[Document excerpt]:
________________________________________
# 32" LCD TV - Toshiba or AOC?



## jainanshal (Oct 15, 2010)

I wish to buy a LCD this Diwali without burning a hole in my pocket (actually this is an important part).

ebay has 2 deals on these LCDs-

1.Toshiba 32AV700 - 22K
2. AOC L32DK99U - 20K

Features for both are almost equivalent, plz chk features thru the hyperlinked name.
Both have free wall mount & HDMI cable.

Now, i have no idea on Picture quality,
Overall quality / reliability and,
After sales service for both the brands above.

Can you plz suggest which one would be a better pick, considering i don't wanna spend much & also want a decent (if not mind-blowing) quality LCD, Or do you think both will be worthless?

Also, there's another choice.. Samsung 32C450 @ 27K. Its almost like 5-7K more, would that be worth?

Thanks in advance for your response!!


----------



## ico (Oct 15, 2010)

Should go for the Samsung. Well established support in India.


----------



## desigac (Oct 25, 2010)
________________________________________
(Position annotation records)
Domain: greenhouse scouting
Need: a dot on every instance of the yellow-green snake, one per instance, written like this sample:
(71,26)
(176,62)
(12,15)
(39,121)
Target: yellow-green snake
________________________________________
[Exercise directions]:
Copy the part of the TV thread that opens with "I wish to buy" and closes with "the brands above.", swapping out "wall mount" and putting "table stand" in its place. Draw every answer from the TV thread alone.

[Result of this task]:
I wish to buy a LCD this Diwali without burning a hole in my pocket (actually this is an important part).

ebay has 2 deals on these LCDs-

1.Toshiba 32AV700 - 22K
2. AOC L32DK99U - 20K

Features for both are almost equivalent, plz chk features thru the hyperlinked name.
Both have free table stand & HDMI cable.

Now, i have no idea on Picture quality,
Overall quality / reliability and,
After sales service for both the brands above.